• _Raw data_

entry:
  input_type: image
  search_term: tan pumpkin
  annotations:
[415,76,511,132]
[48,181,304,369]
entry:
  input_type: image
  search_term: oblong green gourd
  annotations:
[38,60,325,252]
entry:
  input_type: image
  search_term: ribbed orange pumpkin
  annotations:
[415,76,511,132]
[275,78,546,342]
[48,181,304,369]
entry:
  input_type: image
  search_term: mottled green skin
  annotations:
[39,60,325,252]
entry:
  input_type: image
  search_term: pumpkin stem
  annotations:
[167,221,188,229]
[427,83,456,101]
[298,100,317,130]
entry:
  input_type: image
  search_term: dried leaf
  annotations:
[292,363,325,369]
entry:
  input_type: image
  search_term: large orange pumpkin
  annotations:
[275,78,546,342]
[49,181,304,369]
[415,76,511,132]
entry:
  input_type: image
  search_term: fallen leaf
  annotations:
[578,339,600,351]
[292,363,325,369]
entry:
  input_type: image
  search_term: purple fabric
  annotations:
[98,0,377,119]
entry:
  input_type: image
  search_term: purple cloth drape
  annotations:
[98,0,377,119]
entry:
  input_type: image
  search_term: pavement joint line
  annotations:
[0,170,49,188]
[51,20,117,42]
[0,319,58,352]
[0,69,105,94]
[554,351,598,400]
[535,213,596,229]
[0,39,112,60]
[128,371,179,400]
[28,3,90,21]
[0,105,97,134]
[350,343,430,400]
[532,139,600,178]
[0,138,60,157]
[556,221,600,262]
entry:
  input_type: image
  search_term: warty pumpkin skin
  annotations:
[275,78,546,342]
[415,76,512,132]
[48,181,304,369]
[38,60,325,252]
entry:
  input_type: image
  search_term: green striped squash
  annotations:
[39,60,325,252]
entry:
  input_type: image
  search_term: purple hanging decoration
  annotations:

• _Problem requirements_
Reproduce all of the records above verbatim, without altering any line.

• _Response_
entry:
  input_type: image
  search_term: tan pumpkin
  annotations:
[415,76,511,132]
[48,181,304,369]
entry:
  input_type: image
  search_term: oblong green gourd
  annotations:
[38,60,325,252]
entry:
  input_type: image
  search_term: ribbed orange pumpkin
  annotations:
[415,76,511,132]
[275,78,546,342]
[48,181,304,369]
entry:
  input_type: image
  search_term: mottled green skin
  annotations:
[39,60,325,252]
entry:
  input_type: image
  search_term: pumpkin stem
  annotations:
[167,221,188,229]
[427,83,456,101]
[298,100,317,130]
entry:
  input_type: image
  search_term: dried leaf
  annotations:
[292,363,325,369]
entry:
  input_type: image
  search_term: large orange pumpkin
  annotations:
[275,78,546,342]
[49,181,304,369]
[415,76,511,132]
entry:
  input_type: image
  search_term: fallen leaf
  annotations:
[578,339,600,351]
[292,363,325,369]
entry:
  input_type: image
  search_term: purple fabric
  annotations:
[98,0,377,119]
entry:
  input_type: image
  search_term: purple cloth drape
  annotations:
[98,0,377,119]
entry:
  input_type: image
  search_term: pavement joint line
  annotations:
[0,170,49,188]
[51,20,117,42]
[0,319,58,352]
[0,69,105,94]
[554,351,598,400]
[535,213,596,229]
[0,39,112,60]
[128,371,179,400]
[28,3,90,21]
[0,105,97,134]
[350,343,430,400]
[532,139,600,178]
[0,138,60,157]
[556,221,600,262]
entry:
  input_type: image
  search_term: warty pumpkin skin
  annotations:
[275,78,546,342]
[415,76,512,132]
[48,181,304,369]
[38,60,325,252]
entry:
  input_type: image
  search_term: green striped squash
  annotations:
[39,60,325,252]
entry:
  input_type: image
  search_term: purple hanging decoration
  annotations:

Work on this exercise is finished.